--- start EXERCISE DATA ---
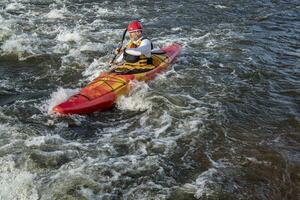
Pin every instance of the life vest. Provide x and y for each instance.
(137, 61)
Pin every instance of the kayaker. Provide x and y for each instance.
(137, 53)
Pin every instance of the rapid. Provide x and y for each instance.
(223, 122)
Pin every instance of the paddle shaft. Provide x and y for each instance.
(120, 46)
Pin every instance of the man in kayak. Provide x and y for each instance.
(137, 53)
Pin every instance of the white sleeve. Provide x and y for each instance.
(143, 49)
(120, 58)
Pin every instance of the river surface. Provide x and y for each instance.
(223, 122)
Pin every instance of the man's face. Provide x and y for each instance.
(134, 36)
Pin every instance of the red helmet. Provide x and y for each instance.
(134, 26)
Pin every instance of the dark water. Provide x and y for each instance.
(222, 123)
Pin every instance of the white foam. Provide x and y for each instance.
(40, 140)
(67, 36)
(104, 12)
(16, 183)
(201, 186)
(136, 100)
(56, 98)
(56, 14)
(220, 6)
(21, 45)
(14, 6)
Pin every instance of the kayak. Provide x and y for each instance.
(102, 92)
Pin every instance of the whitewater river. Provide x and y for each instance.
(223, 122)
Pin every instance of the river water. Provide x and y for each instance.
(223, 122)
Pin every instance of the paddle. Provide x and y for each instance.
(120, 46)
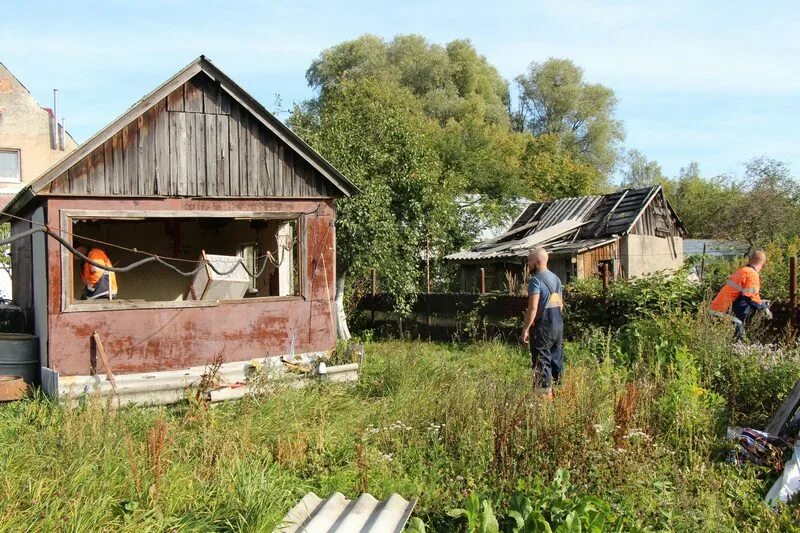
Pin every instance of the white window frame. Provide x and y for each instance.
(19, 165)
(68, 303)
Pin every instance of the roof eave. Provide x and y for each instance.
(201, 64)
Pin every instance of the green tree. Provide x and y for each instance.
(458, 89)
(640, 171)
(766, 205)
(376, 134)
(556, 100)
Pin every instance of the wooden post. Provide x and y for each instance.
(428, 264)
(703, 263)
(428, 285)
(793, 291)
(374, 294)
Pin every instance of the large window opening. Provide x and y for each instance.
(269, 249)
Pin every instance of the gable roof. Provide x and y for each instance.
(250, 104)
(571, 225)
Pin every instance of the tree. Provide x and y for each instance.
(555, 100)
(640, 172)
(376, 134)
(551, 172)
(458, 89)
(767, 206)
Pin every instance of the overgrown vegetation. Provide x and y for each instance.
(634, 439)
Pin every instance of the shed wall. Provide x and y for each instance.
(644, 254)
(142, 340)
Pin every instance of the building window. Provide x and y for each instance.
(9, 165)
(268, 251)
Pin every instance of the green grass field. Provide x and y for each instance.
(637, 423)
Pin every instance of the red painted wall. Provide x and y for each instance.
(143, 340)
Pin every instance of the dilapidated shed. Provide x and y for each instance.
(195, 167)
(634, 231)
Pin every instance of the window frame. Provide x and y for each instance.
(67, 216)
(19, 165)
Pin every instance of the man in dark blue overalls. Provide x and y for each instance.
(543, 329)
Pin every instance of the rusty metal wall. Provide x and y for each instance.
(141, 340)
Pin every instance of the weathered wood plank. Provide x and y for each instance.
(108, 160)
(253, 159)
(210, 96)
(211, 156)
(177, 154)
(162, 160)
(191, 157)
(175, 100)
(61, 184)
(130, 141)
(193, 96)
(223, 149)
(117, 169)
(97, 171)
(79, 177)
(233, 151)
(146, 181)
(200, 153)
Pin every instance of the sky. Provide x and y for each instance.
(714, 82)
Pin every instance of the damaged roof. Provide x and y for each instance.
(572, 225)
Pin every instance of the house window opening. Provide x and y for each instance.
(10, 168)
(267, 252)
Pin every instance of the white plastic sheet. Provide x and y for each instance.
(788, 484)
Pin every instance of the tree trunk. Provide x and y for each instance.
(342, 331)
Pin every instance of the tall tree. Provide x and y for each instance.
(640, 171)
(456, 87)
(376, 134)
(555, 100)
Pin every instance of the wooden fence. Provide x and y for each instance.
(458, 316)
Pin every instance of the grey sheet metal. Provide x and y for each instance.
(338, 514)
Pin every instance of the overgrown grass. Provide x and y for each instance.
(430, 421)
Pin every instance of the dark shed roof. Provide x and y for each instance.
(260, 125)
(571, 225)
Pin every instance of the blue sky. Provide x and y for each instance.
(716, 82)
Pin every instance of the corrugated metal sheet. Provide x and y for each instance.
(714, 248)
(338, 514)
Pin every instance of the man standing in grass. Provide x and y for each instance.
(543, 329)
(741, 294)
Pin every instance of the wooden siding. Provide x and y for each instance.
(196, 142)
(657, 220)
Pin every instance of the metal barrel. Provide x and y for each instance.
(19, 356)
--- end EXERCISE DATA ---
**YOUR INSTRUCTIONS**
Output the material verbatim from the line containing "Pin every instance of the overgrown grass." through the last line of the material, including both of those lines.

**ANSWER IN FULL**
Pin every instance of the overgrown grass. Provide x and y for each instance.
(430, 421)
Pin every instance of the dark shed roof. Provide x and y for each instance.
(260, 125)
(571, 225)
Pin every instance of the blue sky. Provide x and y for each instance.
(716, 82)
Pin every instance of the corrugated metal sheet. Provide x and y for each instance.
(714, 248)
(338, 514)
Pin every instance of the man standing in grass. Provide x and y for each instance.
(543, 329)
(741, 294)
Pin every instance of the wooden siding. Provide x and y for each instance.
(196, 142)
(657, 220)
Pin every instance of the metal barrel. Provide x and y for each instance.
(19, 356)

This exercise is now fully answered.